Begin
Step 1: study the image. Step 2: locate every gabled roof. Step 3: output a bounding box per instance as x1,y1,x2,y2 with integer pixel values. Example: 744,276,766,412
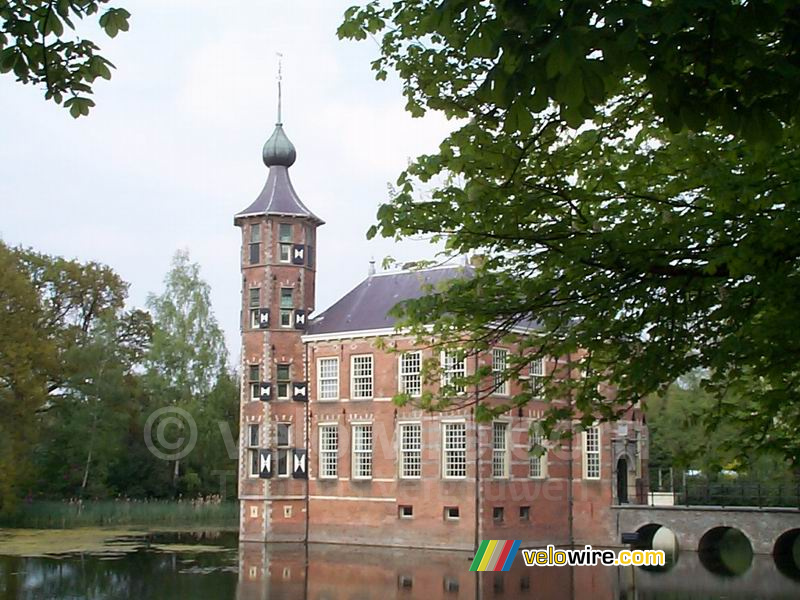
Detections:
305,266,540,336
306,267,473,335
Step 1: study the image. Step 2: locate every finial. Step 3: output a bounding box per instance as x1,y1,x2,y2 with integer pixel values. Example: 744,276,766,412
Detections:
275,52,283,125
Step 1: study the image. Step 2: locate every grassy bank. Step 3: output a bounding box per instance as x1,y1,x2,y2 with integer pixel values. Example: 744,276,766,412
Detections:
End
### PROBLEM TO WORK ON:
Please output every line of the items above as a JSON list of strings, one string per line, skipping blank lines and leaving out the pictures.

### EXERCISE RESULT:
[
  "Step 1: study the image. Step 2: locate every gabled roof. Step 3: output a bounding box per instance as x1,y1,x2,y2 with integer pixel values. Example: 744,276,766,412",
  "Detections:",
  "305,266,540,336",
  "306,267,473,335",
  "Step 1: study the image. Step 2: locate every finial. Step 3: output a bounding box per instance as x1,y1,x2,y2 with integer pixel values. Example: 744,276,766,412",
  "Detections:",
  "275,52,283,125",
  "Step 1: study the image. Step 2: locate every grassy bank. Step 3: output a bounding box per instance as x1,y1,x2,y2 with integer pixel values. Example: 744,276,766,412",
  "Detections:"
]